#### [Task objective]
Exactly as they appear, set down all of the records.

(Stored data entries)
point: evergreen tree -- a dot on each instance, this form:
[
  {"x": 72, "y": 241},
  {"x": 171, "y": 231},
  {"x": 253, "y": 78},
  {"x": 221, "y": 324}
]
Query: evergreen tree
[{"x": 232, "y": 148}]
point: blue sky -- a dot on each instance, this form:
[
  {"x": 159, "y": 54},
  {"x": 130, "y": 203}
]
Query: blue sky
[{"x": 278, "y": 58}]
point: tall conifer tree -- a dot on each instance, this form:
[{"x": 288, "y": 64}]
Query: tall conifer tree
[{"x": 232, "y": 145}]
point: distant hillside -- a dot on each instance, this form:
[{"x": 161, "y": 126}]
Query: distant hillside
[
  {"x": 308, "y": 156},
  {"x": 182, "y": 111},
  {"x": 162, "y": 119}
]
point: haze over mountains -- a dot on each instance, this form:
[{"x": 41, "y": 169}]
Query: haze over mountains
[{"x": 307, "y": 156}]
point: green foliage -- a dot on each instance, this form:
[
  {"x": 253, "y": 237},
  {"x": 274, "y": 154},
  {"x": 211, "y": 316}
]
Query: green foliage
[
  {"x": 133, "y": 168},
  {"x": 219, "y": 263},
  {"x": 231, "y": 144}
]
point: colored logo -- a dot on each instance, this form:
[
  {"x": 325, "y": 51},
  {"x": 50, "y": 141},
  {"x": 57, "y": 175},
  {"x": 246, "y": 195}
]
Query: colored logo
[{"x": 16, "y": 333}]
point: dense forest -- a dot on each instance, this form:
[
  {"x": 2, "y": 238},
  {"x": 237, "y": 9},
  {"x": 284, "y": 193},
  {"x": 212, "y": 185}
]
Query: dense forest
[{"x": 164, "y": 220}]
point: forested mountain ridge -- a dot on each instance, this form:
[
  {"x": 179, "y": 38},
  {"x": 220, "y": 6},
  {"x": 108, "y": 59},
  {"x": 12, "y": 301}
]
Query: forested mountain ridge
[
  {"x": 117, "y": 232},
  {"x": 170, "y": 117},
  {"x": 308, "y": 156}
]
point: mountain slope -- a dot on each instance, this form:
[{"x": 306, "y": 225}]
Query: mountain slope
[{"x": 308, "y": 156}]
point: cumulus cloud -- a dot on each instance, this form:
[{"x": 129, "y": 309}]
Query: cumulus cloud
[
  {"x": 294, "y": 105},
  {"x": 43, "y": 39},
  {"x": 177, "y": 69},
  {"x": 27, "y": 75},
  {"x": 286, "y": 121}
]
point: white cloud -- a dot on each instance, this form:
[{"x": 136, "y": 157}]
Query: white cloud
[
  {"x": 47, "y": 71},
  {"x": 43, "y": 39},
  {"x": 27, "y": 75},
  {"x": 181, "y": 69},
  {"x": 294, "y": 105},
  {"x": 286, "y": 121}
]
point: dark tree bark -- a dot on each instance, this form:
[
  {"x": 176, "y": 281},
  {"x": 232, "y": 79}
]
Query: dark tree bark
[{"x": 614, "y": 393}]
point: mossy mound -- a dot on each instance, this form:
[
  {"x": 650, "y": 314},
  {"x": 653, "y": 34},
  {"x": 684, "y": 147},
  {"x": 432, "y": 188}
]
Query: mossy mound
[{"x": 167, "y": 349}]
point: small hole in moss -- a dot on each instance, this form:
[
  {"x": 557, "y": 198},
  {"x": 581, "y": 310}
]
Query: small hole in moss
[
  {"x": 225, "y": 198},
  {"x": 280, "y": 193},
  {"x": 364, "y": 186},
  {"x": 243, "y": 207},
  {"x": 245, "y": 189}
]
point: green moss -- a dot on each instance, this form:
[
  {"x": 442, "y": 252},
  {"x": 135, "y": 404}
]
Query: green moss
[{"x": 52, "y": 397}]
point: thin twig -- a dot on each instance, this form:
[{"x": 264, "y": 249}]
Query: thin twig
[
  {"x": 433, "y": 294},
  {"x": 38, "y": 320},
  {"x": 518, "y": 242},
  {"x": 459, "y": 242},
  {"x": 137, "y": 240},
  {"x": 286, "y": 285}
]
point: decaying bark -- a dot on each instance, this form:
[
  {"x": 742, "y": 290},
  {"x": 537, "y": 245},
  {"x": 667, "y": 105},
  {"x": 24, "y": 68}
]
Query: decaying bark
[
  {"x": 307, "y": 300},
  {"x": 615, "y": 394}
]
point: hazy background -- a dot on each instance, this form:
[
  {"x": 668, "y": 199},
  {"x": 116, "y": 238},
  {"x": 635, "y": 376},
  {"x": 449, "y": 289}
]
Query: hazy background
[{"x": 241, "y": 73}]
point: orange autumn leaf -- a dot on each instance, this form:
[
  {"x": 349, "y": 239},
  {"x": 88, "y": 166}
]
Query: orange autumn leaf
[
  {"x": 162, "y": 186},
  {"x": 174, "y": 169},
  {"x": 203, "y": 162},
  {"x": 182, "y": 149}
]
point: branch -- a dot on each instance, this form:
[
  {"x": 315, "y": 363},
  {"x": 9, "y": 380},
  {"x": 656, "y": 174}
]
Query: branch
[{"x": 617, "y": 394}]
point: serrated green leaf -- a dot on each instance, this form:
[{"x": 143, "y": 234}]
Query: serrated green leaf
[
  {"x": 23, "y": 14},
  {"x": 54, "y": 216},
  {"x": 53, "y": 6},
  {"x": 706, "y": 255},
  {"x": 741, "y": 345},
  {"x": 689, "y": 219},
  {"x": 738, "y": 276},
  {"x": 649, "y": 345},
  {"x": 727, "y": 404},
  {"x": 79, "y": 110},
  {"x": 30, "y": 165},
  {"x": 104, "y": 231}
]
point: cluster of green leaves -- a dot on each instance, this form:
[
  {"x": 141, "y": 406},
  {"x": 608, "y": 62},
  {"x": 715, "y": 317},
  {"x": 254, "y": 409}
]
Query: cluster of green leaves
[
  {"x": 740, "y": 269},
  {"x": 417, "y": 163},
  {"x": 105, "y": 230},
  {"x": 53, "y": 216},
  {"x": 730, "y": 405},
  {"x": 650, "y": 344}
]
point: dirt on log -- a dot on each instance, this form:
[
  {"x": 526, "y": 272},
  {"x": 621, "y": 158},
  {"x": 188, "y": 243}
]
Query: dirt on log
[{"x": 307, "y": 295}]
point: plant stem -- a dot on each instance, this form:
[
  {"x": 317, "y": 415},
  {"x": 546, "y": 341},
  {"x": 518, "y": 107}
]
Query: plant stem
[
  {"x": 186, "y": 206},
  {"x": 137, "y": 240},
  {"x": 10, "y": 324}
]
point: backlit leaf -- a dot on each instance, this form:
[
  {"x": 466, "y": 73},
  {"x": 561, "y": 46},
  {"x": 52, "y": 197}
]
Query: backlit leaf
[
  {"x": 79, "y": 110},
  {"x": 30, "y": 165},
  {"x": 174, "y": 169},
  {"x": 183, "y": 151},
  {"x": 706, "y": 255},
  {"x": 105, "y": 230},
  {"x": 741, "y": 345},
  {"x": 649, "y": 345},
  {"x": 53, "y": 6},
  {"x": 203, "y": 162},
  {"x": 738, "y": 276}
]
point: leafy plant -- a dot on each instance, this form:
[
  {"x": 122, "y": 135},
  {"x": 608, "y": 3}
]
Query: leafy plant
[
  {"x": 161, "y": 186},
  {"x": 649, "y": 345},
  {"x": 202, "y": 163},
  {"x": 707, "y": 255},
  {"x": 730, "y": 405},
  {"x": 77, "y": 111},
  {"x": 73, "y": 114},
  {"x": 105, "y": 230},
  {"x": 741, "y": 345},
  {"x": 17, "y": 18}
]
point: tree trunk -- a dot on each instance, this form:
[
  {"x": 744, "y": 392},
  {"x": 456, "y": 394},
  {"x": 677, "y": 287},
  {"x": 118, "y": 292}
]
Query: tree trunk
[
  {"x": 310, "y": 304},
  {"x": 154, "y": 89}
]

#### [Response to this task]
point: evergreen tree -- a dot on each instance, this form:
[
  {"x": 72, "y": 241},
  {"x": 171, "y": 231},
  {"x": 253, "y": 78},
  {"x": 221, "y": 324}
]
Query: evergreen tree
[{"x": 232, "y": 148}]
point: blue sky -- a dot on each instance, this form:
[
  {"x": 159, "y": 54},
  {"x": 130, "y": 203}
]
Query: blue sky
[{"x": 278, "y": 58}]
point: tall conifer tree -- a dot on each instance, this form:
[{"x": 288, "y": 64}]
Query: tall conifer tree
[{"x": 232, "y": 145}]
point: distant hillside -- a dot on each instance, this form:
[{"x": 161, "y": 126}]
Query: distant hillside
[
  {"x": 308, "y": 156},
  {"x": 182, "y": 111},
  {"x": 162, "y": 119}
]
point: haze over mountains -- a dot on each instance, this form:
[{"x": 41, "y": 169}]
Query: haze over mountains
[{"x": 307, "y": 156}]
point: green foliage -- a dot on each instance, this form:
[
  {"x": 253, "y": 237},
  {"x": 274, "y": 154},
  {"x": 211, "y": 316}
]
Query: green foliage
[
  {"x": 133, "y": 168},
  {"x": 219, "y": 263},
  {"x": 231, "y": 144}
]
point: colored logo -- a dot on each instance, this form:
[
  {"x": 325, "y": 51},
  {"x": 50, "y": 141},
  {"x": 57, "y": 175},
  {"x": 246, "y": 195}
]
Query: colored logo
[{"x": 16, "y": 333}]
point: dense forest -- a dot on each instance, this form:
[
  {"x": 2, "y": 238},
  {"x": 237, "y": 9},
  {"x": 284, "y": 193},
  {"x": 212, "y": 185}
]
Query: dense forest
[{"x": 164, "y": 220}]
point: forested mountain ridge -- a dot on each instance, this form:
[
  {"x": 179, "y": 38},
  {"x": 220, "y": 6},
  {"x": 108, "y": 59},
  {"x": 12, "y": 301}
]
Query: forested mountain ridge
[
  {"x": 117, "y": 232},
  {"x": 170, "y": 117},
  {"x": 308, "y": 156}
]
point: mountain slope -- a dot on each instance, this form:
[{"x": 306, "y": 225}]
Query: mountain slope
[{"x": 308, "y": 156}]
point: cumulus cloud -- a dot on each instance, this form:
[{"x": 129, "y": 309}]
Query: cumulus cloud
[
  {"x": 294, "y": 105},
  {"x": 43, "y": 39},
  {"x": 177, "y": 69},
  {"x": 27, "y": 75},
  {"x": 286, "y": 121}
]
point: white cloud -- a dot on each instance, this form:
[{"x": 136, "y": 157}]
Query: white cloud
[
  {"x": 47, "y": 71},
  {"x": 43, "y": 39},
  {"x": 27, "y": 75},
  {"x": 181, "y": 69},
  {"x": 294, "y": 105},
  {"x": 286, "y": 121}
]
point: dark tree bark -- a dot on each instance, this form:
[
  {"x": 176, "y": 281},
  {"x": 232, "y": 79}
]
Query: dark tree bark
[{"x": 614, "y": 393}]
point: mossy mound -- a dot on each instance, this form:
[
  {"x": 650, "y": 314},
  {"x": 653, "y": 34},
  {"x": 684, "y": 147},
  {"x": 432, "y": 188}
]
Query: mossy mound
[{"x": 167, "y": 349}]
point: small hole in moss -- a dot on each instance, this form:
[
  {"x": 557, "y": 198},
  {"x": 581, "y": 310}
]
Query: small hole in moss
[
  {"x": 225, "y": 198},
  {"x": 280, "y": 193},
  {"x": 364, "y": 186},
  {"x": 243, "y": 207},
  {"x": 245, "y": 189}
]
point: green moss -- a dot on each instance, this form:
[
  {"x": 442, "y": 252},
  {"x": 135, "y": 404}
]
Query: green moss
[{"x": 52, "y": 397}]
point: thin twig -- a dot on each instance, this form:
[{"x": 264, "y": 249}]
Query: thin twig
[
  {"x": 433, "y": 294},
  {"x": 38, "y": 320},
  {"x": 518, "y": 242},
  {"x": 459, "y": 242},
  {"x": 137, "y": 240},
  {"x": 286, "y": 285}
]
point: decaying bark -- a dot on each instance, this form:
[
  {"x": 742, "y": 290},
  {"x": 537, "y": 245},
  {"x": 667, "y": 105},
  {"x": 24, "y": 68}
]
Query: decaying bark
[
  {"x": 307, "y": 300},
  {"x": 615, "y": 394}
]
point: hazy background -- a dot on each instance, this form:
[
  {"x": 668, "y": 199},
  {"x": 116, "y": 238},
  {"x": 635, "y": 376},
  {"x": 449, "y": 289}
]
Query: hazy background
[{"x": 241, "y": 73}]
point: orange autumn leaf -- a dot on each instance, this form:
[
  {"x": 349, "y": 239},
  {"x": 88, "y": 166}
]
Query: orange autumn leaf
[
  {"x": 162, "y": 186},
  {"x": 174, "y": 169},
  {"x": 203, "y": 162},
  {"x": 182, "y": 149}
]
point: branch -- a dot on each instance, this form:
[
  {"x": 315, "y": 363},
  {"x": 9, "y": 380},
  {"x": 656, "y": 174}
]
Query: branch
[{"x": 617, "y": 394}]
point: serrated green leaf -- a dot on each instance, this form:
[{"x": 143, "y": 234}]
Query: serrated green leaf
[
  {"x": 23, "y": 14},
  {"x": 54, "y": 216},
  {"x": 53, "y": 6},
  {"x": 706, "y": 255},
  {"x": 741, "y": 345},
  {"x": 689, "y": 219},
  {"x": 738, "y": 276},
  {"x": 649, "y": 345},
  {"x": 727, "y": 404},
  {"x": 79, "y": 110},
  {"x": 30, "y": 165},
  {"x": 104, "y": 231}
]
point: cluster of green leaves -- a dot on each instance, this form:
[
  {"x": 141, "y": 406},
  {"x": 608, "y": 62},
  {"x": 715, "y": 317},
  {"x": 254, "y": 409}
]
Query: cluster of green leaves
[
  {"x": 740, "y": 269},
  {"x": 417, "y": 163},
  {"x": 105, "y": 230},
  {"x": 53, "y": 216},
  {"x": 730, "y": 405},
  {"x": 650, "y": 344}
]
point: dirt on log -- a dot on each instance, this form:
[
  {"x": 526, "y": 272},
  {"x": 621, "y": 158},
  {"x": 188, "y": 243}
]
Query: dirt on log
[{"x": 307, "y": 295}]
point: plant stem -- a dot on each instance, this form:
[
  {"x": 317, "y": 415},
  {"x": 546, "y": 341},
  {"x": 518, "y": 107}
]
Query: plant stem
[
  {"x": 186, "y": 206},
  {"x": 137, "y": 240},
  {"x": 10, "y": 324}
]
point: backlit leaf -- a dot on each instance, this form:
[
  {"x": 466, "y": 73},
  {"x": 561, "y": 46},
  {"x": 52, "y": 197}
]
Query: backlit leaf
[
  {"x": 79, "y": 110},
  {"x": 30, "y": 165},
  {"x": 174, "y": 169},
  {"x": 183, "y": 151},
  {"x": 706, "y": 255},
  {"x": 105, "y": 230},
  {"x": 741, "y": 345},
  {"x": 649, "y": 345},
  {"x": 53, "y": 6},
  {"x": 203, "y": 162},
  {"x": 738, "y": 276}
]
point: leafy plant -- a dot on each instance, this form:
[
  {"x": 122, "y": 135},
  {"x": 608, "y": 3}
]
Query: leafy plant
[
  {"x": 161, "y": 186},
  {"x": 649, "y": 345},
  {"x": 202, "y": 163},
  {"x": 707, "y": 255},
  {"x": 730, "y": 405},
  {"x": 77, "y": 111},
  {"x": 73, "y": 114},
  {"x": 105, "y": 230},
  {"x": 741, "y": 345},
  {"x": 17, "y": 18}
]
point: tree trunk -- a dot on each instance, this form:
[
  {"x": 744, "y": 392},
  {"x": 456, "y": 394},
  {"x": 677, "y": 287},
  {"x": 118, "y": 292}
]
Query: tree trunk
[
  {"x": 310, "y": 304},
  {"x": 154, "y": 89}
]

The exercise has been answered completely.